(Task input)
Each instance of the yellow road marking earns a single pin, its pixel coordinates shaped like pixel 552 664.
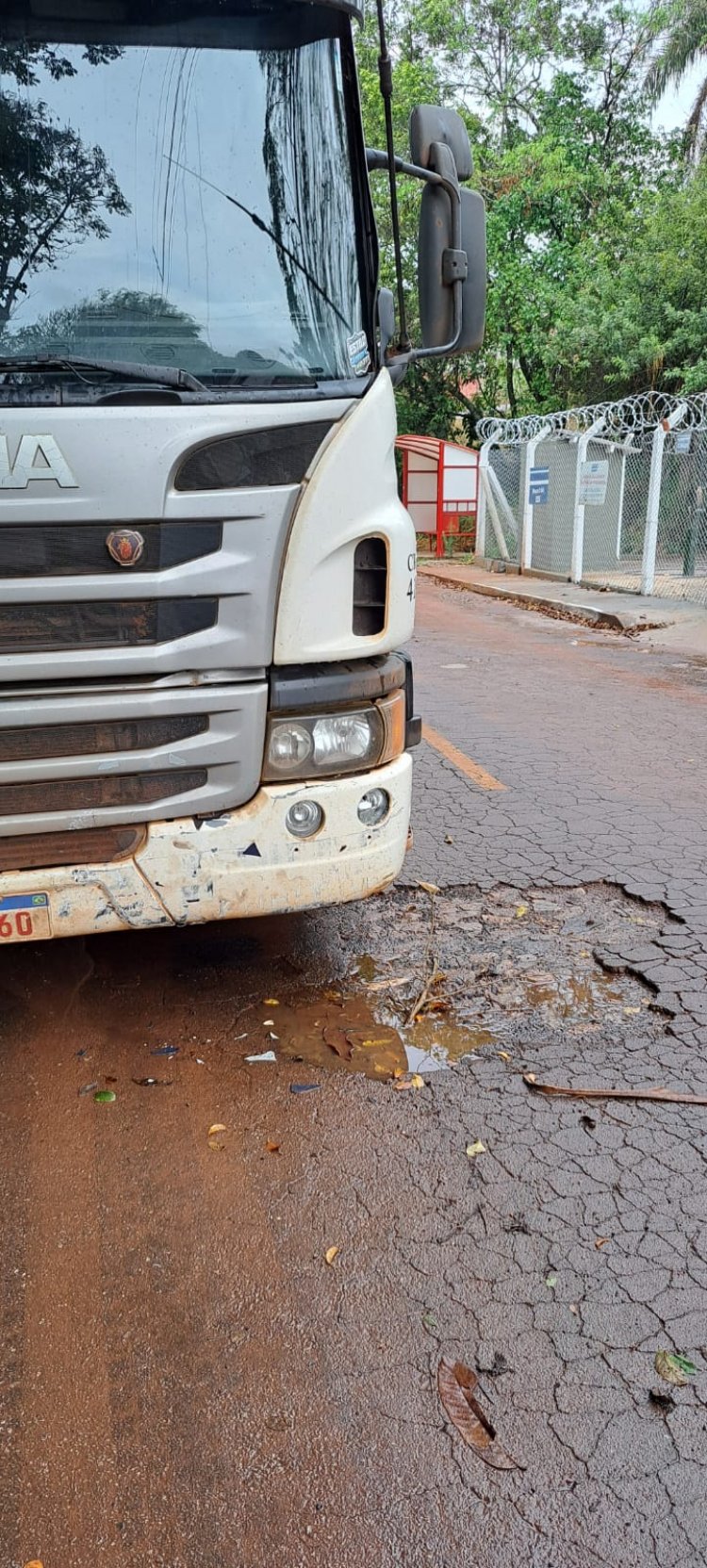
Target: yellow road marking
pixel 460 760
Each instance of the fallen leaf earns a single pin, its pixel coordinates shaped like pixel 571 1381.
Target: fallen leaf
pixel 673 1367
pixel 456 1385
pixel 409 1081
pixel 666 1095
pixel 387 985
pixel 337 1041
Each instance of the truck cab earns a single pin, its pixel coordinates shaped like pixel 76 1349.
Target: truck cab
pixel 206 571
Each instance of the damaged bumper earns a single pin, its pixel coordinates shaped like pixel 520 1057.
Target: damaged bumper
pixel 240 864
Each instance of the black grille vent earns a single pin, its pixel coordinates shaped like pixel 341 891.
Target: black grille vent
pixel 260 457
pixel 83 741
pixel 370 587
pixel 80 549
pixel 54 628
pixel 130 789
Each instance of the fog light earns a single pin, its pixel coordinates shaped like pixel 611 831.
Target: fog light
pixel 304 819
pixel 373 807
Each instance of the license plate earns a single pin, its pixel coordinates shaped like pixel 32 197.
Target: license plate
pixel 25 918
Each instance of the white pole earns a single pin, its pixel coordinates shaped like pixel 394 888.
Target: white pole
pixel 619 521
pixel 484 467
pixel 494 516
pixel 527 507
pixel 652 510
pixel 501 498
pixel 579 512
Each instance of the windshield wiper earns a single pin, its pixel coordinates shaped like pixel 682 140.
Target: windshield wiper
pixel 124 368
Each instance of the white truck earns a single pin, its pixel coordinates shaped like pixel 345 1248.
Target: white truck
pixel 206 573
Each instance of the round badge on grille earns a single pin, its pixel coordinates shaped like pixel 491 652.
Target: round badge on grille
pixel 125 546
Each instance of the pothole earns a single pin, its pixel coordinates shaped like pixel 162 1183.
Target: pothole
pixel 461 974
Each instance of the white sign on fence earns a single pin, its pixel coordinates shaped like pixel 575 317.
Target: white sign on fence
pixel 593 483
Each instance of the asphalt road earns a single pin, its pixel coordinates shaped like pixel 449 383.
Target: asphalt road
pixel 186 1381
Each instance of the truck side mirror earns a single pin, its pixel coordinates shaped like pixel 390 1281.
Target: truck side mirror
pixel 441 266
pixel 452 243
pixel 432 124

(Work to complete) An exact copy of the records above is required, leaving out the pictures.

(Written response)
Each instance of the yellow road marking earns a single pin, its pixel coordinates shaped like pixel 552 664.
Target: yellow road marking
pixel 460 760
Each instance of the fallen leaf earns a single pin, its pixel coordinates shaped like pixel 571 1381.
Target: fallen leaf
pixel 673 1367
pixel 456 1385
pixel 409 1081
pixel 666 1095
pixel 387 985
pixel 337 1041
Each instance of the truck cab earns a single pin, its pixel coordinates shaped like pixel 76 1349.
Target: truck cab
pixel 206 571
Each instance of the damaged bumper earns a single pin, its pixel coordinates shaped like pixel 520 1057.
Target: damaged bumper
pixel 240 864
Each instance of the black grille vent earns a single pin, its pixel coordinates shaped like pixel 341 891.
Target: black grille vent
pixel 260 457
pixel 83 741
pixel 370 587
pixel 80 549
pixel 54 628
pixel 130 789
Each instance of the fog light earns a single pin, its pixel coordinates shaped like pixel 611 831.
Target: fog light
pixel 304 819
pixel 373 807
Each instance of the license plate earns a single pin, its pixel coordinates shaped like pixel 32 197.
Target: license plate
pixel 25 918
Each instance of the white pole earns a single pin, its pixel coordinates shaped like pixel 394 888.
Target: white pole
pixel 619 521
pixel 484 467
pixel 494 516
pixel 527 507
pixel 652 510
pixel 501 498
pixel 579 512
Each instance of the windshield wiper earns a single pin, its pixel coordinates shaped like pixel 682 140.
Target: windshield wiper
pixel 124 368
Each instance of the white truck earns a single pin, its pixel coordinates shaped like pixel 345 1248.
Target: white truck
pixel 206 573
Each instance of the round badge on grille earns a single pin, its pixel coordinates shaped like pixel 491 652.
Target: round badge on grille
pixel 125 546
Each instance of the pothole earns a single pin, its pixel coordinates shaped like pixel 162 1183.
Target: pothole
pixel 461 974
Each instance of the white sign on fence earns a single pin, its pixel coordinates shaped like pixel 575 317.
Target: white sign on fence
pixel 593 483
Each instance of the asphalt road earns a single pin, its pixel coordinates shaped like pixel 449 383.
Target: asphalt road
pixel 186 1381
Each instance of the truck side mirror earns a single pin, its pixel coordinates shaped like pixel 390 1281.
Target: truck side mirror
pixel 441 266
pixel 452 243
pixel 432 124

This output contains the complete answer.